*** Data provided ***

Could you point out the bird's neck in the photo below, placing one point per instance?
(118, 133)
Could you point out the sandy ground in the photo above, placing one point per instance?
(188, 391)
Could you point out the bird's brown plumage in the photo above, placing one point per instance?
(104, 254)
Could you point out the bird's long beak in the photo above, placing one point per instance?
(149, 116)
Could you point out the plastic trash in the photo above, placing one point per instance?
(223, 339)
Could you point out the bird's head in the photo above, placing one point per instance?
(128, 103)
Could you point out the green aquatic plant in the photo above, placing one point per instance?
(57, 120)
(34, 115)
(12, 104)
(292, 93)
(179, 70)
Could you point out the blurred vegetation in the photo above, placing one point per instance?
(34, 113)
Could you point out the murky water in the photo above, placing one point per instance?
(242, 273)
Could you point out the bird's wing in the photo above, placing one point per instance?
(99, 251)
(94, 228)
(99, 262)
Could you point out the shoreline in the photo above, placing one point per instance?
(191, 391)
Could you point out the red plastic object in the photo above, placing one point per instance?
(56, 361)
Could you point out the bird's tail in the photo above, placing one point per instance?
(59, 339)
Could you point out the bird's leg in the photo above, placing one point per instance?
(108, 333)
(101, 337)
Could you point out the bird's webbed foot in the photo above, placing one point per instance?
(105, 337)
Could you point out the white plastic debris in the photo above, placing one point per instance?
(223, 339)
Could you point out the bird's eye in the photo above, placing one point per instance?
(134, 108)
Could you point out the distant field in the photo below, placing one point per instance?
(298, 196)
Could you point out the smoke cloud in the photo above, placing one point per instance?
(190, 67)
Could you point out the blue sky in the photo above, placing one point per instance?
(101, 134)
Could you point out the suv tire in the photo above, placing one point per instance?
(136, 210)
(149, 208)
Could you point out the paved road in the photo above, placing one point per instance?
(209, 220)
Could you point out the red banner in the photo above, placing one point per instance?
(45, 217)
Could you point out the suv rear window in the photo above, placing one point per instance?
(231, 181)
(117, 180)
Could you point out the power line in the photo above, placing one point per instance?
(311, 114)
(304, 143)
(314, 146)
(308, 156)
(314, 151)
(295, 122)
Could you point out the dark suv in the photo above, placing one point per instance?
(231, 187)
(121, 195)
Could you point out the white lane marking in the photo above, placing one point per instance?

*** End of Data provided ***

- Exercise description: Restate each line of the records above without any deviation.

- Finished exercise:
Could you point out the bird's neck in the photo below, placing one point per instance?
(118, 133)
Could you point out the sandy ground in the photo above, placing one point per instance?
(188, 391)
Could you point out the bird's brown plumage in the photo above, placing one point per instance?
(104, 254)
Could you point out the bird's long beak in the photo above, placing one point per instance?
(149, 116)
Could you point out the plastic trash in the photo above, placing one point per instance?
(223, 339)
Could you point out the bird's head in the photo above, placing one point per instance?
(128, 103)
Could you point out the green aquatic plant in the photo above, placing one point per instance?
(57, 120)
(34, 115)
(12, 104)
(292, 93)
(179, 70)
Could you point out the blurred vegetation in the photo above, placing one point per instance?
(34, 113)
Could you point out the murky water in the photo above, placing one point per instance?
(242, 273)
Could you point out the bird's wing in the photo above, placing one point per instance?
(99, 251)
(94, 228)
(99, 262)
Could you point out the shoreline in the photo above, placing one point per instance?
(191, 391)
Could you point out the red plastic object in the photo above, placing one point per instance?
(56, 361)
Could you point out the bird's tail in the photo above, placing one point per instance?
(59, 339)
Could you point out the bird's leg in the photo above, placing one point per instance?
(108, 333)
(101, 337)
Could you point out the bird's webbed foot in the photo above, placing one point per instance?
(105, 337)
Could you point out the white plastic debris in the photo above, placing one point per instance?
(223, 339)
Could you point out the bird's eye in the photo above, placing one point per instance?
(134, 108)
Could you point out the distant field in the photo below, placing one point per instance?
(298, 196)
Could you point out the smoke cloud in the photo above, placing one point per instance?
(190, 67)
Could you point out the blue sky in the photo above, placing one point per instance?
(101, 134)
Could you point out the suv tire in the photo above, placing one point per instance?
(136, 210)
(149, 208)
Could you point out the paved road in the photo above, placing one point per instance?
(209, 220)
Could you point out the red banner in the photo above, placing one point per instance?
(45, 217)
Could you point out the suv rear window in the photo above, placing one point per instance?
(231, 181)
(117, 180)
Could you point out the power line in the photo above, placing one point per instance?
(311, 114)
(304, 143)
(314, 146)
(308, 156)
(314, 151)
(295, 122)
Could you point out the dark suv in the photo above, placing one point per instance?
(231, 187)
(121, 195)
Could you point out the white lane marking in the photo above, placing one point per instance?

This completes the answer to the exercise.